Por Renato Cinco, vereador do PSOL Carioca – Acompanhe a série “Cuidando de quem? Os dois anos de Crivella”
O planejamento urbano pode ser entendido como ações do Estado, como ente público responsável, para melhorar as condições de vida na cidade. Assistimos, em período recente, nas cidades brasileiras, grandes intervenções do Estado na instância municipal que alteraram consideravelmente a dinâmica urbana, porém questionáveis do ponto de vista da melhoria das condições de vida e trabalho na cidade.
Precedentes
Exemplo de importante política pública de planejamento urbano que não serviu para a alteração da qualidade de vida da classe trabalhadora na cidade, o Programa Minha Casa, Minha Vida. Criado em 2009, o Programa anunciou eliminar o déficit habitacional e teve como meta a construção de 2 milhões de habitações, até 2014. Contudo, segundo a pesquisadora Raquel Rolnik[1], o PMCMV, se afastou da diretriz urbanística do Sistema Nacional de Habitação de Interesse Social (SNHIS), e suas normas não foram pautadas para o enfrentamento do déficit habitacional, mas sim por fatores macroeconômicos e setoriais. Municípios e estados que tinham sistemas próprios de habitação social abriram mão destes em detrimento do PMCMV, como única política de habitação. Esta política serviu de medida emergencial para a crise do capital mundial em 2008 e os investimentos em Moradia aqueceram a economia através do setor da construção civil e o emprego de mão-de-obra barata e foi elemento de política econômica anticíclica de recessão. Desta maneira, convergiu interesses de construtoras, dos governos federal e locais e do mercado imobiliário que atraiu capitais para a formação de um banco de terras, explodindo o preço da moradia na cidades.
As explosões urbanas de 2013 demonstraram a insatisfação com a vida nas cidades do Brasil. As manifestações que iniciaram com o aumento das passagens foram a fagulha sobre as péssimas condições na Cidade – os altos preços do custo de vida, as dificuldades de mobilidade e transporte público, a ausência de qualidade nos bens e serviços públicos e o próprio direito à cidade. As jornadas de junho exigiram que os gastos nos mega-eventos para atenderem aos padrões FIFA e COE fossem do mesmo patamar para os direitos sociais[2]. As questões que mobilizaram 2013 permanecem sobre a qualidade do transporte, moradia, educação e saúde.

• INSTRUÇÃO DADA: Transcreva literalmente o trecho do texto sobre planejamento urbano que vai de "As explosões urbanas" a "educação e saúde.".

• TRECHOS DA LISTAGEM:
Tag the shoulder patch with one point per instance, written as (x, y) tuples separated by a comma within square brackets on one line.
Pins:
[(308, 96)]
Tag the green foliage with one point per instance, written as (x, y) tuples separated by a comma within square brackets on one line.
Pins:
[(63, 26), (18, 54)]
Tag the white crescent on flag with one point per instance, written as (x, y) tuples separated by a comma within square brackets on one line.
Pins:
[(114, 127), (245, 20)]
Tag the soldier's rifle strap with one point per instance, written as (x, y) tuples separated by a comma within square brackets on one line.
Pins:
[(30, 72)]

--

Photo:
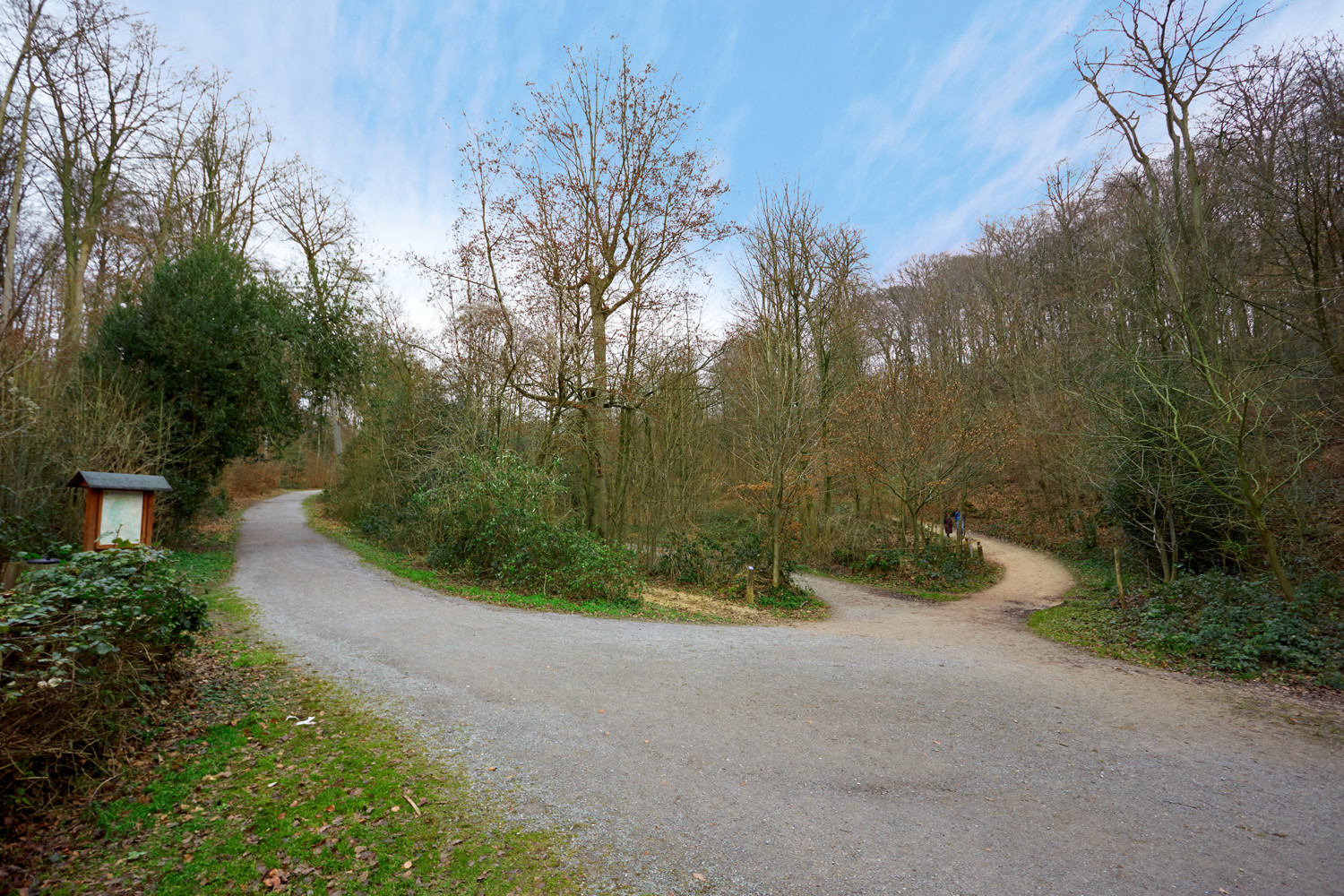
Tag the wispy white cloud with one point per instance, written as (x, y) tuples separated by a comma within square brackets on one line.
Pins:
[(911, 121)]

---

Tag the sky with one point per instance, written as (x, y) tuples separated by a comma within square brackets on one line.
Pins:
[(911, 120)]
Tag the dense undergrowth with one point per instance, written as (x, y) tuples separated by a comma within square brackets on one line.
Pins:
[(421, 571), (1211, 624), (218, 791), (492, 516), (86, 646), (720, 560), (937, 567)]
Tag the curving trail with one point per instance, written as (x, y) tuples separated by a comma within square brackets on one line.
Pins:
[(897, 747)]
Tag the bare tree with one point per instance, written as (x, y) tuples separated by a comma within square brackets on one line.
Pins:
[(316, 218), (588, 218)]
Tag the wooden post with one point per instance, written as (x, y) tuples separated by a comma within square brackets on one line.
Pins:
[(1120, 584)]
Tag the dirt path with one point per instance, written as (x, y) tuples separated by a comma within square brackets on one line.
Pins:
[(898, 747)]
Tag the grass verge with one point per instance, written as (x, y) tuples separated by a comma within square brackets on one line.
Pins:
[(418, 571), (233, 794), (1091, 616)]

• RESPOSTA DO EXERCÍCIO:
As explosões urbanas de 2013 demonstraram a insatisfação com a vida nas cidades do Brasil. As manifestações que iniciaram com o aumento das passagens foram a fagulha sobre as péssimas condições na Cidade – os altos preços do custo de vida, as dificuldades de mobilidade e transporte público, a ausência de qualidade nos bens e serviços públicos e o próprio direito à cidade. As jornadas de junho exigiram que os gastos nos mega-eventos para atenderem aos padrões FIFA e COE fossem do mesmo patamar para os direitos sociais[2]. As questões que mobilizaram 2013 permanecem sobre a qualidade do transporte, moradia, educação e saúde.